■ Source passage ■
◆ ◆ ◆ ◆ ◆

Every Action Has Its Consequence


    In the 1600’s, Sir Isaac Newton taught us that for every action in the physical world, there is an equal and opposite reaction. During early years, many teenagers refuse to consider the consequences of their decisions. Teens usually tend to undergo trouble for foolish actions while they are in the classroom or halls. For example, the adolescent may disrupt their teacher or sleep during class which could result in a visit to principle’s office or a major drop in grades.

    Driving while texting remains to be a common action with the extreme consequences. Texting and driving causes more accidents annually than drivers operating under the influence of alcohol. The Washington Post proves that, “…more than 3,000 annual teen deaths nationwide from texting and 300,000 injuries.” When driving, anything can happen in one split second, and when drivers look away to text, the worst in inevitable. The driver loses control of the vehicle and they cause an accident that not only puts the drive’s life at risk, but also the other person’s life at risk. If, and only if, the driver lives, they have to face the fact that they caused a death, and face the family of the deceased. The driver will also be charged with some degree of vehicular homocide, serve time in jail, or pay a steep fine. Juveniles tend not to take into consideration the consequences of their actions or how it impacts theri loved-ones or the community around them.

◆ ◆ ◆ ◆ ◆

■ Provided data ■
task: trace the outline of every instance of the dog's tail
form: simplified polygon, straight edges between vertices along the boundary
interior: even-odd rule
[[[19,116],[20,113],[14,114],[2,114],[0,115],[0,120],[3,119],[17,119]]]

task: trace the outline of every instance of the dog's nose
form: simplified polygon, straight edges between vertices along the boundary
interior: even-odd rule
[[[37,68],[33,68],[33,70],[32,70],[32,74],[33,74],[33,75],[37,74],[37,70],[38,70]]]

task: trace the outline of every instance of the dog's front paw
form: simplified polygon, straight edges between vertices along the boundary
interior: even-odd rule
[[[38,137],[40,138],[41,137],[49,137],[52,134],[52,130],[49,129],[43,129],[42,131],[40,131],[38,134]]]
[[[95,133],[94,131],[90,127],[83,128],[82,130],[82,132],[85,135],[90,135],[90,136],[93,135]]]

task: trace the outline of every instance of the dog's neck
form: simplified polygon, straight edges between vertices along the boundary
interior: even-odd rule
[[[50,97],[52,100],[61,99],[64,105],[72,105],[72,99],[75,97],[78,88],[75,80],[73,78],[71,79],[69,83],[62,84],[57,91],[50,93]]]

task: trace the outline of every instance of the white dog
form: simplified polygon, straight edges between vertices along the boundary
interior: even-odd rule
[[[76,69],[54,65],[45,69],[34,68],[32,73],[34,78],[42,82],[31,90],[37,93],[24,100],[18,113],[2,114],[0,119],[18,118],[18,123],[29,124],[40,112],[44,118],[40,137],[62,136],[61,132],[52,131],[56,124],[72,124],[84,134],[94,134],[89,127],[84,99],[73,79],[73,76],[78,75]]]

◆ ◆ ◆ ◆ ◆

■ Apply what you read ■
- A) In the essay on teenagers and the consequences of their actions, why does texting while driving lead to an accident? Answer in one to three sentences.
- B) Pick up the essay on teenagers and the consequences of their actions right after its last sentence, and continue it.

■ Answers ■
- A) While driving, anything can happen in a split second, so a driver who looks away to text loses control of the vehicle. The resulting accident puts both the driver's life and another person's life at risk.

- B)
Another action that comes with tremendous consequences is the use of drugs. Drugs remain common in adolescents, especially in high school, and tend to cause some type of cancer whether it be mouth, tongue, throat, and other bodily cancers. When drugs unnaturally increase in the brain, the teen gets the message that they don’t need food, sleep, or friendships as much as they need the drug. The American Addiction Center proved that, “early onset drug use stunts the psychological development of an individual, resulting in prolonged adolescence.” Because of this action, students’ grades, health, and relationships will drop.

Being involved in gang activity could result in bodily and mental harm to young teenagers. Many teens may not realize the impact of gangs or how common they are in their area, but, “5,541 gang-related homicide victims included in the study, 86 percent were between 15 and 34 years of age” (Source) This number is only increasing by the year. Gang activity can result in school failure, prison or death.

Life brings both positive and negative results to every action. Most teens do not consider the repercussions of their decisions, which can lead to their mental and physical downfall, and all that is needed is to analyze the situation before making any decisions.